SELECTED EXCERPT »
===============

Kendra Lee Daly is an oceanographer known for her work on zooplankton, particularly in low oxygen regions of the ocean. She is a professor at the University of South Florida, and an elected fellow of the American Association for the Advancement of Science.

Education and career 
Daly has a B.S. (1973) and a M.S. (1990) from the University of Washington. In 1995 she earned her Ph.D. from the University of Tennessee with a dissertation on zooplankton in the Arctic. Following her Ph.D. she did postdoctoral work at Oak Ridge National Laboratory and was a program director at the National Science Foundation. In 2001 she moved to the University of South Florida where she was promoted to professor in 2014.

Research 
Daly's early research was conducted in the Weddell Sea where she examined the abundance, growth, and feeding of krill. Subsequently she examined year-to-year changes in the development of krill in Antarctica, and the role of zooplankton in organic sulfur cycling in the Southern Ocean. She has examined how plankton production is impacted by physics and biology, such as her work looking at carbon and nitrogen cycling in polar regions. Following the Deepwater Horizon oil spill, Daly considered how the spill may have altered plankton production in the region, worked with a team tracking oil droplets in the water using automated image analysis, and assessed potential toxic effects of the oil on the biological community in the Gulf of Mexico.

===============

TASK LIST »
1. Answer these questions about the biography of oceanographer Kendra Lee Daly:
(a) From which university did Daly receive her Ph.D., and in what year?
(b) In which sea did she carry out her early research on krill?
(c) In what year was she promoted to professor at the University of South Florida?
2. Pick up the biography of oceanographer Kendra Lee Daly after its last sentence and carry it forward.

RECORD EXTRACTS »
===============

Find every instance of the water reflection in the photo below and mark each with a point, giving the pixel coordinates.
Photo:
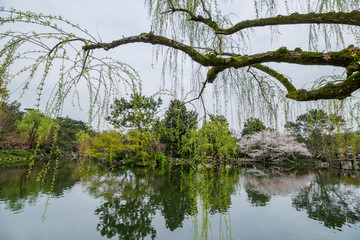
(331, 200)
(18, 188)
(132, 201)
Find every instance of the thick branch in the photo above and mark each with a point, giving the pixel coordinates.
(352, 18)
(348, 58)
(345, 58)
(281, 78)
(329, 91)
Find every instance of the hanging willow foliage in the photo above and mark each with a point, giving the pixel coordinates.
(202, 31)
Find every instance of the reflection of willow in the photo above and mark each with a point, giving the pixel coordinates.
(212, 188)
(132, 198)
(261, 185)
(19, 188)
(330, 200)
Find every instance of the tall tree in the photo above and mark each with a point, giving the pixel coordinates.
(177, 121)
(139, 112)
(313, 127)
(10, 113)
(68, 133)
(201, 30)
(252, 125)
(35, 127)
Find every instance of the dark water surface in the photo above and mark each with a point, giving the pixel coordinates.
(179, 203)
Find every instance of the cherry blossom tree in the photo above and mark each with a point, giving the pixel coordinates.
(272, 145)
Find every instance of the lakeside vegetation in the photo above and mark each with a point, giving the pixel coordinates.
(142, 137)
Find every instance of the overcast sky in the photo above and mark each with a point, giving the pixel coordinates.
(112, 19)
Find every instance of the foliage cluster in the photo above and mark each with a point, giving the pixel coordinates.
(33, 129)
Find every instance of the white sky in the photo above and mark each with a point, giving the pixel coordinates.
(113, 19)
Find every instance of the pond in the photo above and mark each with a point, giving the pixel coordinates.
(252, 202)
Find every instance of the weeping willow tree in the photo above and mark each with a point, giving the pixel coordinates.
(203, 32)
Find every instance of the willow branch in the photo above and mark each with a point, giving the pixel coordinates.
(281, 78)
(352, 18)
(339, 91)
(347, 58)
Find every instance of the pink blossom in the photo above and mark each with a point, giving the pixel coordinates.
(272, 145)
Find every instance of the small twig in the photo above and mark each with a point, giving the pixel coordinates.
(260, 85)
(205, 10)
(84, 65)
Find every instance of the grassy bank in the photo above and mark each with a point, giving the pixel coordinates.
(15, 158)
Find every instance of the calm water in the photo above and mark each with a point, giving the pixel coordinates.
(181, 203)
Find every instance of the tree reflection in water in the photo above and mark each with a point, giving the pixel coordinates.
(332, 200)
(132, 199)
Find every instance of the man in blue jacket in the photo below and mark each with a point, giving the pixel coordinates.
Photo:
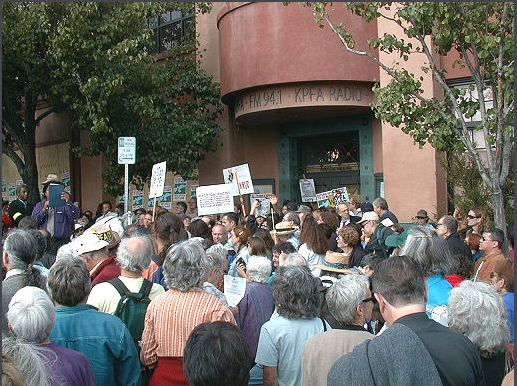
(103, 338)
(58, 221)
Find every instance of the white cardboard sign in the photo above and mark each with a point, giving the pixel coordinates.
(126, 150)
(212, 199)
(242, 174)
(307, 190)
(158, 179)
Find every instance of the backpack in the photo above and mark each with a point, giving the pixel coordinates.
(132, 307)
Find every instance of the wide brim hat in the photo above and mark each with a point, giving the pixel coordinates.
(422, 213)
(284, 228)
(396, 240)
(52, 178)
(335, 262)
(369, 216)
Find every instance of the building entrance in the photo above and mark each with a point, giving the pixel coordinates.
(332, 162)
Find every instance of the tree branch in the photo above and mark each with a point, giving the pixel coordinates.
(9, 151)
(464, 132)
(44, 115)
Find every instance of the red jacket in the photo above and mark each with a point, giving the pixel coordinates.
(107, 270)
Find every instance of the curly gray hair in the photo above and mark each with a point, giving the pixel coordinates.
(31, 314)
(134, 253)
(258, 268)
(296, 294)
(429, 251)
(476, 310)
(186, 266)
(345, 295)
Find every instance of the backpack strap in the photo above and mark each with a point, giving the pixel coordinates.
(146, 288)
(119, 286)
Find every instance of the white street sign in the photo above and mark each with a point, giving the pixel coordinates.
(240, 174)
(158, 179)
(126, 150)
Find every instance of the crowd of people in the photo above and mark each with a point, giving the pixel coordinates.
(333, 296)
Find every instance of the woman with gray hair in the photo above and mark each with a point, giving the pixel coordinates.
(20, 249)
(281, 340)
(31, 316)
(477, 312)
(257, 305)
(350, 301)
(432, 256)
(171, 317)
(133, 256)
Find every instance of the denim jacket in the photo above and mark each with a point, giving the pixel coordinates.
(103, 338)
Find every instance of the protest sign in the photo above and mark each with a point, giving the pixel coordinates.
(332, 198)
(240, 179)
(265, 201)
(340, 195)
(167, 195)
(65, 178)
(158, 179)
(325, 199)
(138, 199)
(307, 190)
(180, 190)
(193, 191)
(234, 289)
(214, 199)
(12, 192)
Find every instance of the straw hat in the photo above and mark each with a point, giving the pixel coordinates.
(284, 228)
(335, 262)
(51, 178)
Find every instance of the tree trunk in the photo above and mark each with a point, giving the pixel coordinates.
(498, 206)
(30, 175)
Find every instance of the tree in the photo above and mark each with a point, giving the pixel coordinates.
(482, 34)
(94, 60)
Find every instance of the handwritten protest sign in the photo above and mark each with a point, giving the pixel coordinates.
(240, 179)
(193, 191)
(138, 199)
(307, 190)
(180, 191)
(265, 201)
(332, 198)
(158, 179)
(214, 199)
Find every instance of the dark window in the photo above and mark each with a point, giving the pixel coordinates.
(170, 28)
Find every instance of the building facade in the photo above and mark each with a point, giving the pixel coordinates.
(297, 105)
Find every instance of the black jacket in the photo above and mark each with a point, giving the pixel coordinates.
(457, 246)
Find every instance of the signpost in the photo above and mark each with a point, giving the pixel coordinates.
(126, 156)
(157, 182)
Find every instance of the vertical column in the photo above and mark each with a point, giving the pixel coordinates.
(367, 178)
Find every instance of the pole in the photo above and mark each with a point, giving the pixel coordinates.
(240, 195)
(126, 187)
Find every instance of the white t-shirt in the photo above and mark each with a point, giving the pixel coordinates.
(312, 259)
(280, 345)
(105, 296)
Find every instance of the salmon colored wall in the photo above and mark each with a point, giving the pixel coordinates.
(268, 43)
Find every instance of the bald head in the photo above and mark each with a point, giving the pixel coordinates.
(134, 253)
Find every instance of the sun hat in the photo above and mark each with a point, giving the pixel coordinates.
(335, 262)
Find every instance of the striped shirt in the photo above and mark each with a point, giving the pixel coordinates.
(171, 317)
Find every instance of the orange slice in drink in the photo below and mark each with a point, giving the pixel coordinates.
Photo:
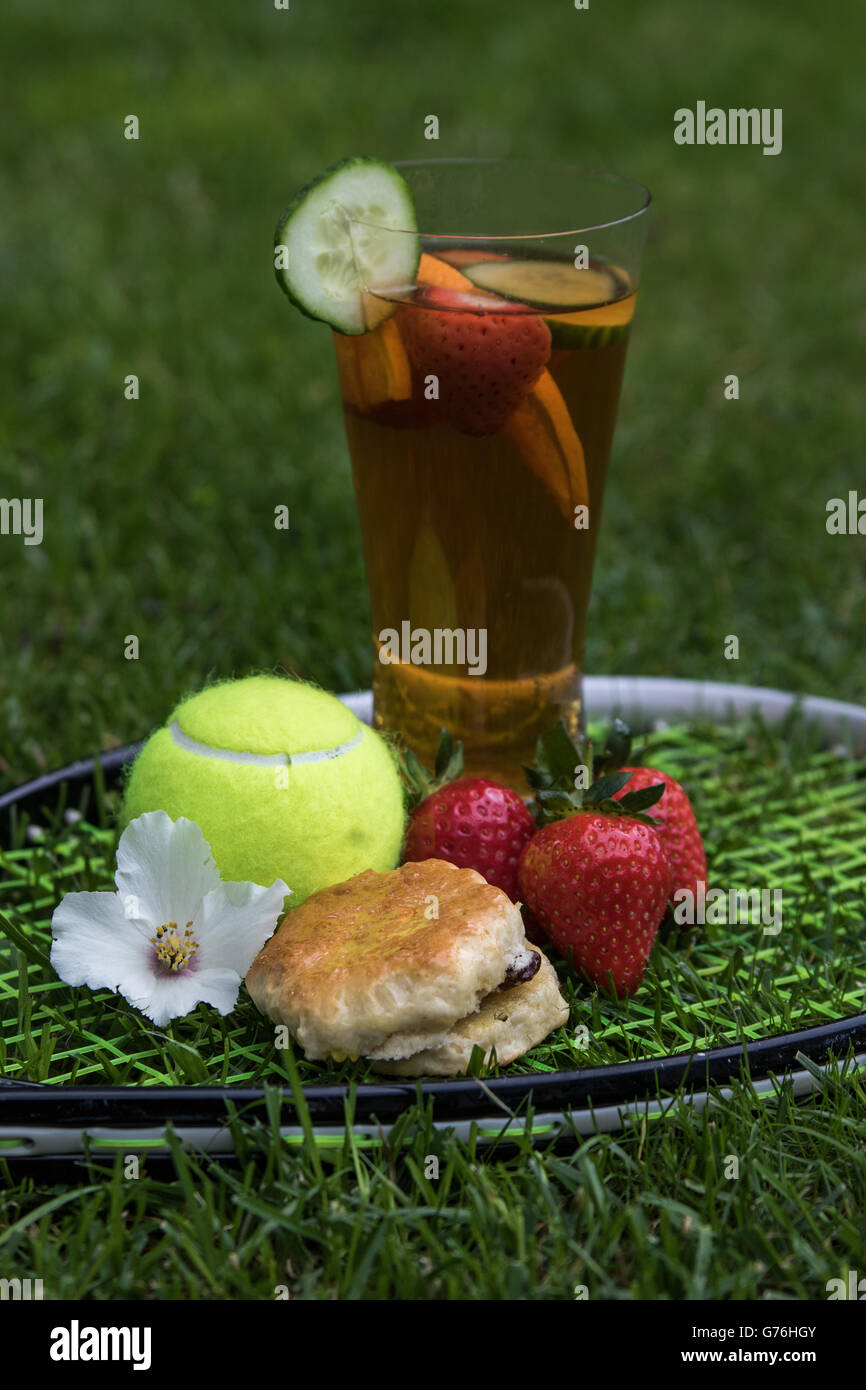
(541, 428)
(373, 367)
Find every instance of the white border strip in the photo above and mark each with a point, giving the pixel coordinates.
(659, 697)
(230, 755)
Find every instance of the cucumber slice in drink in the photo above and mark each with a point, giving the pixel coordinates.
(350, 231)
(553, 285)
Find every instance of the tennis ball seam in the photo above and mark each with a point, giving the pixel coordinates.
(230, 755)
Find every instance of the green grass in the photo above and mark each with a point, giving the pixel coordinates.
(153, 257)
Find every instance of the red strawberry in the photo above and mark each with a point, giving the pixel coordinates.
(598, 886)
(485, 363)
(679, 830)
(473, 823)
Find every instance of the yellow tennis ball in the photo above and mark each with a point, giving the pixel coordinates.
(282, 779)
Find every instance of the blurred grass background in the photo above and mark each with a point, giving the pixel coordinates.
(154, 257)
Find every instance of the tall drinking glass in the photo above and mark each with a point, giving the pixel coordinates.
(480, 416)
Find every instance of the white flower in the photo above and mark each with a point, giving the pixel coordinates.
(174, 934)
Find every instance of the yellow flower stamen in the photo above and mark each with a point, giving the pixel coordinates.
(173, 950)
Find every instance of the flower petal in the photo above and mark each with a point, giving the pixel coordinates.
(164, 869)
(174, 995)
(237, 920)
(96, 945)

===============

ANSWER SET »
1.
(a) The University of Tennessee, in 1995.
(b) The Weddell Sea.
(c) 2014.

2.
Selected publications

Awards and honors 
In 2015 Daly was named a fellow of the American Association for the Advancement of Science.

References

External links 

 

Living people
Women climatologists
Fellows of the American Association for the Advancement of Science
University of Washington alumni
University of Tennessee alumni
University of South Florida faculty
Year of birth missing (living people)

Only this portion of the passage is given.